Dataset items:
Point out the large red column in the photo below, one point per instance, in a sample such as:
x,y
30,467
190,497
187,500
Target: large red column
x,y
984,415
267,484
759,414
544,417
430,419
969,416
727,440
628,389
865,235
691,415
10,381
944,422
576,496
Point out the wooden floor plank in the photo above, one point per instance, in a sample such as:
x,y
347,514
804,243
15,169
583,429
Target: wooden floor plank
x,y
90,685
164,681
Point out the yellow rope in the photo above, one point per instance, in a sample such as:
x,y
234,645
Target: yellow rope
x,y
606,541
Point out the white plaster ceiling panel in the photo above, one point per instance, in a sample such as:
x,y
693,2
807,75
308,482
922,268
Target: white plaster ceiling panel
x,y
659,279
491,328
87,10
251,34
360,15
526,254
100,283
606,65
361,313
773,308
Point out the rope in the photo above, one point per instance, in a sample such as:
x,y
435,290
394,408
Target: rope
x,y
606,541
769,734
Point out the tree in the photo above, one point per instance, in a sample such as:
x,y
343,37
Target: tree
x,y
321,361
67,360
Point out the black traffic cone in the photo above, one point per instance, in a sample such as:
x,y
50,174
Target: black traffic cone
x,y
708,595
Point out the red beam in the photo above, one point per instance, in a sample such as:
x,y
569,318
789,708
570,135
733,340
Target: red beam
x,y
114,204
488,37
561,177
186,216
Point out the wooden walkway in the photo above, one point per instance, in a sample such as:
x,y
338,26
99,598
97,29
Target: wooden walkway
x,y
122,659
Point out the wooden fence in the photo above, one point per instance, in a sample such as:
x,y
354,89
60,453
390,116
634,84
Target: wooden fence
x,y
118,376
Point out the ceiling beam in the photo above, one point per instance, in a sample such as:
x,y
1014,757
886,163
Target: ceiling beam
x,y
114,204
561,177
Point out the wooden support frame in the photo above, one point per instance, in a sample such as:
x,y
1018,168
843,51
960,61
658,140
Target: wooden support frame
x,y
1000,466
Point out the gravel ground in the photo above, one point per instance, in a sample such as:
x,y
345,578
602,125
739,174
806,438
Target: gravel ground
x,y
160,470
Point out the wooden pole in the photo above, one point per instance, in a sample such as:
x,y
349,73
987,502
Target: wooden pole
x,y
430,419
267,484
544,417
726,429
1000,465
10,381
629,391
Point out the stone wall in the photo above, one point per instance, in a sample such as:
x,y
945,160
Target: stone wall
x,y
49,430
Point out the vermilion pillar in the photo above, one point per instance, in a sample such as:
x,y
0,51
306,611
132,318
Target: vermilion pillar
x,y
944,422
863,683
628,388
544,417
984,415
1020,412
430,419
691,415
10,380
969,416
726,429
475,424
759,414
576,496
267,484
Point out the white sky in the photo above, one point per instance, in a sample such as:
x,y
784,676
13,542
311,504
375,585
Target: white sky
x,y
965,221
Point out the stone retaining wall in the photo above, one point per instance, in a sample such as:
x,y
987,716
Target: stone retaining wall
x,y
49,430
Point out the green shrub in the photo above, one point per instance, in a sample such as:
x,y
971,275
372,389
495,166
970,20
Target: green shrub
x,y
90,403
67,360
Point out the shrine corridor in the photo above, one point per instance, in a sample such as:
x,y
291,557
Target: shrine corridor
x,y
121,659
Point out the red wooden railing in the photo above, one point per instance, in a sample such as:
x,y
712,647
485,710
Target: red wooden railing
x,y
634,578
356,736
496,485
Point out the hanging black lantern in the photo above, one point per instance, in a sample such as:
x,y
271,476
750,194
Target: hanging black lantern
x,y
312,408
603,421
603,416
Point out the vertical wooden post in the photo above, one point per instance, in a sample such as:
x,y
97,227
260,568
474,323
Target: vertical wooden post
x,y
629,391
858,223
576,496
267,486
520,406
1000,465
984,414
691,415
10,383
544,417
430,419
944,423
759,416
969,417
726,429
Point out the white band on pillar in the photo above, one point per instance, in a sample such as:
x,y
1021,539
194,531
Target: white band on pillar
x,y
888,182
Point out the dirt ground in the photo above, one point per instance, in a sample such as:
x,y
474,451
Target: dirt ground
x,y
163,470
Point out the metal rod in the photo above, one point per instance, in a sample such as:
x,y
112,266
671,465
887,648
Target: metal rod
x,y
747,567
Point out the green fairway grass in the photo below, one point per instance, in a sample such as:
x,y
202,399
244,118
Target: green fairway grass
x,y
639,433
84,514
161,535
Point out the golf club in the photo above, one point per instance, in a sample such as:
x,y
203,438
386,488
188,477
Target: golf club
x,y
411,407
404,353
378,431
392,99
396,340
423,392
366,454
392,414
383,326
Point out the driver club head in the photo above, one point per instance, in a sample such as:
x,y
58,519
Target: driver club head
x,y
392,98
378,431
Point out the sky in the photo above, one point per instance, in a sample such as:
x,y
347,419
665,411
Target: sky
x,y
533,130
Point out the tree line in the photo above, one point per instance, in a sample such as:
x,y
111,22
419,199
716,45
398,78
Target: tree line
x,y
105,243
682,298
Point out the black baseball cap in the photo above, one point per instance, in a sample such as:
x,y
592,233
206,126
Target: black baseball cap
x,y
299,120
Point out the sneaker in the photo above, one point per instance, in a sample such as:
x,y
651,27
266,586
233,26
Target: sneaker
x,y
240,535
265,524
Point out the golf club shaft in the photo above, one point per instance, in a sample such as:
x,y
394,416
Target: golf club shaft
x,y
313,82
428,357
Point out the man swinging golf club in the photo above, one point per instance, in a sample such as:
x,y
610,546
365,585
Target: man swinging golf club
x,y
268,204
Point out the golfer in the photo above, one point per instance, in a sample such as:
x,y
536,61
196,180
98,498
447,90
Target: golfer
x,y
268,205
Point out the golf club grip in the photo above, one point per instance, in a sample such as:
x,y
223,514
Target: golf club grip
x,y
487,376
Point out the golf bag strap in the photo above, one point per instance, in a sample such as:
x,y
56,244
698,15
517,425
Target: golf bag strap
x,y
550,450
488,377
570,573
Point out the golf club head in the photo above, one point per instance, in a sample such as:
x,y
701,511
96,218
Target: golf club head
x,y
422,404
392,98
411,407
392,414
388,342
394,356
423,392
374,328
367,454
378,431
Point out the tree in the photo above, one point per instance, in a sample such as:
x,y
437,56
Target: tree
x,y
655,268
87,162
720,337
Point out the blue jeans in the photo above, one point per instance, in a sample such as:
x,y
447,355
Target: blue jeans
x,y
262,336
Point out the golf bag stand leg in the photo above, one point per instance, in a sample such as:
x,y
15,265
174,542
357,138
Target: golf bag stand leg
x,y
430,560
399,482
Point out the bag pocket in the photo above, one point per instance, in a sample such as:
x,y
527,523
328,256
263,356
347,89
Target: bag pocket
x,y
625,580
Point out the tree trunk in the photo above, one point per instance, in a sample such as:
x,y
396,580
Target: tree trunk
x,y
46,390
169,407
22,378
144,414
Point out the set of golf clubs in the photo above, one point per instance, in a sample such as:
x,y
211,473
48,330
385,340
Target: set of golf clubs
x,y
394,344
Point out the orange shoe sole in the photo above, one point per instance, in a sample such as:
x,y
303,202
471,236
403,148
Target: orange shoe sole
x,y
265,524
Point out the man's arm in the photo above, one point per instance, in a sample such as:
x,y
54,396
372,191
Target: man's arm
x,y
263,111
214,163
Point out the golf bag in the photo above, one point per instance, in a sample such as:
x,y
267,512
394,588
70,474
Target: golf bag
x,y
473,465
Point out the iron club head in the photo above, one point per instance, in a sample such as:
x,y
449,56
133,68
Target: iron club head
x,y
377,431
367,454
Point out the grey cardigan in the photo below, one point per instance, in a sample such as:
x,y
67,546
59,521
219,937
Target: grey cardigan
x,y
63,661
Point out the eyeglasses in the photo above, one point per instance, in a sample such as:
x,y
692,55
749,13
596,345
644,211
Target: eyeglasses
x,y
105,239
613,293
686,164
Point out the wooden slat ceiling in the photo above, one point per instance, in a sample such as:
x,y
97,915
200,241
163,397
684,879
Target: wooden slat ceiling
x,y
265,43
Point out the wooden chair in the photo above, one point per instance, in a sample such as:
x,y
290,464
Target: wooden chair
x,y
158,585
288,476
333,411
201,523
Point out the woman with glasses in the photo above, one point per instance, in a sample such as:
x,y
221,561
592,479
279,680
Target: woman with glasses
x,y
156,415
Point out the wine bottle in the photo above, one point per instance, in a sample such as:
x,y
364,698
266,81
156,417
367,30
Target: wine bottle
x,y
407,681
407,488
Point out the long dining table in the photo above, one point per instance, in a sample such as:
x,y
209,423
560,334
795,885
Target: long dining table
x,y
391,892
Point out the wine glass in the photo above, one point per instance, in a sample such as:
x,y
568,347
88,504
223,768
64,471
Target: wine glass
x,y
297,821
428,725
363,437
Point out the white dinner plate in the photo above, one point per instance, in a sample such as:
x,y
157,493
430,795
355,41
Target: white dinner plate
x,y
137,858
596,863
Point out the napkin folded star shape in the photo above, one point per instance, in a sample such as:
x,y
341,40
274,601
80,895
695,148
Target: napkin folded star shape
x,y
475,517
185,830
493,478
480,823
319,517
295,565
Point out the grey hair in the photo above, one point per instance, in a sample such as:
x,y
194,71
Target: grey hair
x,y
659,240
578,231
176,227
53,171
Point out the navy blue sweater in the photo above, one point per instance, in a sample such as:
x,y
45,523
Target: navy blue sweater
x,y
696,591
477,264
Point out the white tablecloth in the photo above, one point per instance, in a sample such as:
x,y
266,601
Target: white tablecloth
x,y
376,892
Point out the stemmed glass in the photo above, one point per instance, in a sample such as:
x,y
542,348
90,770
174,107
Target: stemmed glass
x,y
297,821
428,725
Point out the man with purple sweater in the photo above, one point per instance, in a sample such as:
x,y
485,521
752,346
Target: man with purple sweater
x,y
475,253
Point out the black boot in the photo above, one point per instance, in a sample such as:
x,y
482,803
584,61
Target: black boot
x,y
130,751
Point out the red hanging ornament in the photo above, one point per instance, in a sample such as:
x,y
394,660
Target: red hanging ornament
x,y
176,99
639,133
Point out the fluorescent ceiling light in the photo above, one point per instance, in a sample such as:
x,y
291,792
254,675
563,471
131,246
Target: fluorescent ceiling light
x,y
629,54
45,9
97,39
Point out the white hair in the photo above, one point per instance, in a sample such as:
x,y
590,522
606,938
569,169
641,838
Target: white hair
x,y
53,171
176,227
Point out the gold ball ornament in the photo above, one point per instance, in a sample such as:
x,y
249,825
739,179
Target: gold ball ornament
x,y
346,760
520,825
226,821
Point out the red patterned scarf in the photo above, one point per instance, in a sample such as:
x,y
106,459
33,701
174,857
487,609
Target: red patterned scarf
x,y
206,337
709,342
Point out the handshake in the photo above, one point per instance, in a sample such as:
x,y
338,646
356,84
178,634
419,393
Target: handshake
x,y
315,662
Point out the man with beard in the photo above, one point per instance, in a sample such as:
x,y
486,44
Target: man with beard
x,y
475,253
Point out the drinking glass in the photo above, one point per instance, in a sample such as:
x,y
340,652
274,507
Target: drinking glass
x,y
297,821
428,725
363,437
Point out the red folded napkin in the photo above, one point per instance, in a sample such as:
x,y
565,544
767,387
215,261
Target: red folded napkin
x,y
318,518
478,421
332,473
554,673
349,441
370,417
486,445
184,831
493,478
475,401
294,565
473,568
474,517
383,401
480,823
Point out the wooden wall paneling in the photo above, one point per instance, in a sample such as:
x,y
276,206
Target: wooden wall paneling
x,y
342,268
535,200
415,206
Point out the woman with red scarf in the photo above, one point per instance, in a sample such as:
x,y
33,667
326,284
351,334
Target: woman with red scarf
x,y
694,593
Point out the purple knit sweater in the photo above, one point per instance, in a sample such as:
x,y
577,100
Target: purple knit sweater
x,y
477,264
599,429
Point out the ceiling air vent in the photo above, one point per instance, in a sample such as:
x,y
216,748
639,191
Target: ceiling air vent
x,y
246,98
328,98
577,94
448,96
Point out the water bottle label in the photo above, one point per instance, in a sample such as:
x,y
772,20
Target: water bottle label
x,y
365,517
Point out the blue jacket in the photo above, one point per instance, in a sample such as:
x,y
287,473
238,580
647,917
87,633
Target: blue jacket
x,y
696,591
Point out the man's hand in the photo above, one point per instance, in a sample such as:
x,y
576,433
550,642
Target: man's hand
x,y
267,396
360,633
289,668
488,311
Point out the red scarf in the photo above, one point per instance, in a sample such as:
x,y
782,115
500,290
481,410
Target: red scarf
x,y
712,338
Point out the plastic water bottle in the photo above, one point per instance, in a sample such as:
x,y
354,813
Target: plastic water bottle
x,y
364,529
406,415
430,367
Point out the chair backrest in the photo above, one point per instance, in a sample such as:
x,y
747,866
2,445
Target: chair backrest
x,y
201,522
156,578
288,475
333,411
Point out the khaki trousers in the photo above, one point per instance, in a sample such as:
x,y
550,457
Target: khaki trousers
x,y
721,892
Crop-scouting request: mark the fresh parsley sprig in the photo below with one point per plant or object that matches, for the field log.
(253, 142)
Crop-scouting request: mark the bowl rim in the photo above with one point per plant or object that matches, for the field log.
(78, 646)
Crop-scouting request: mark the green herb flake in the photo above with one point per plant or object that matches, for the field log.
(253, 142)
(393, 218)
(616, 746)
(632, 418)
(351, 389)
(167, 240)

Activity:
In the data above, find the line that contains "Point out the red beam" and the line that contains "Point out the wooden fence". Repeat exactly those lines and every line between them, and only those.

Output for this task:
Point out the red beam in the photo above, one point per instance, in a sample such as:
x,y
569,318
789,708
570,135
733,340
Target: red beam
x,y
114,204
488,37
561,177
186,216
Point out the wooden walkway in the photo above, one point per instance, in a sample such as:
x,y
338,26
99,598
97,29
Target: wooden walkway
x,y
122,659
Point out the wooden fence in the photo above, one point per instance, in a sample such as:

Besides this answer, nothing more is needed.